### Work instructions
Could you reproduce the lines below from the one with "Note: one point per instance of the weir, never" through the one with "Note: one point per instance of the tree"? Keep both ends and add nothing.

### Recorded information
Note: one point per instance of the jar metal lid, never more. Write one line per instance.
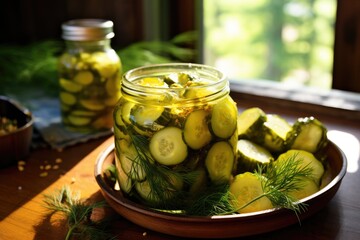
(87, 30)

* * *

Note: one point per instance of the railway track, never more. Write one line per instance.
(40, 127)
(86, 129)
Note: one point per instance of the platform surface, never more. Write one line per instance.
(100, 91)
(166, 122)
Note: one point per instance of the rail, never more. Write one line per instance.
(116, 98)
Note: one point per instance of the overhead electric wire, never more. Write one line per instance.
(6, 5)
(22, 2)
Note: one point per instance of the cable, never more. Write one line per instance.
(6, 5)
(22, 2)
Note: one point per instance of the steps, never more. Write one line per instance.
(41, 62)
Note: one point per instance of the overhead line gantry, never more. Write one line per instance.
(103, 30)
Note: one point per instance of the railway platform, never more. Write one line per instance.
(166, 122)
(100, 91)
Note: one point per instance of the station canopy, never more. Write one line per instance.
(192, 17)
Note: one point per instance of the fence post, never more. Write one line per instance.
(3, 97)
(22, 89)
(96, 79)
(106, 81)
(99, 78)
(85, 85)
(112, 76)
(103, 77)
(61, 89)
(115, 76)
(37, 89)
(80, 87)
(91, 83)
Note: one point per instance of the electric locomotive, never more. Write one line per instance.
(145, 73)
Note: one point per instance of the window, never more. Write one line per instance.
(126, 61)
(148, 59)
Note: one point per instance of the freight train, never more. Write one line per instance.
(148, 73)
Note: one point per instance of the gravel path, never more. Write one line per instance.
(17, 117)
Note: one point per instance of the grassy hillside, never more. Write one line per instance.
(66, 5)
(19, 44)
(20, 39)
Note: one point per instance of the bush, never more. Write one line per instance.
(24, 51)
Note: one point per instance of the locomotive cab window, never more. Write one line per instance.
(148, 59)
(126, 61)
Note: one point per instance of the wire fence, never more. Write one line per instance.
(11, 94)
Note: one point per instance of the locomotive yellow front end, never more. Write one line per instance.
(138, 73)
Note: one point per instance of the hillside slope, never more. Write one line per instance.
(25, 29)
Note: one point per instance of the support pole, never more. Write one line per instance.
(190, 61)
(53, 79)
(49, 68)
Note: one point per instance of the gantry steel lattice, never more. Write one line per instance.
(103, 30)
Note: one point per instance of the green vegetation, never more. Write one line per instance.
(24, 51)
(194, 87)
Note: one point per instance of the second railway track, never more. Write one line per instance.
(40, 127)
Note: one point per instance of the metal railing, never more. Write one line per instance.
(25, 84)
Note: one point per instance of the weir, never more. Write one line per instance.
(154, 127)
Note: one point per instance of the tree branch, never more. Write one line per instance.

### Problem solution
Note: one point per instance of the weir, never more. Write one line per instance.
(154, 127)
Note: one point per instance of the tree branch, never more. Write one line per instance.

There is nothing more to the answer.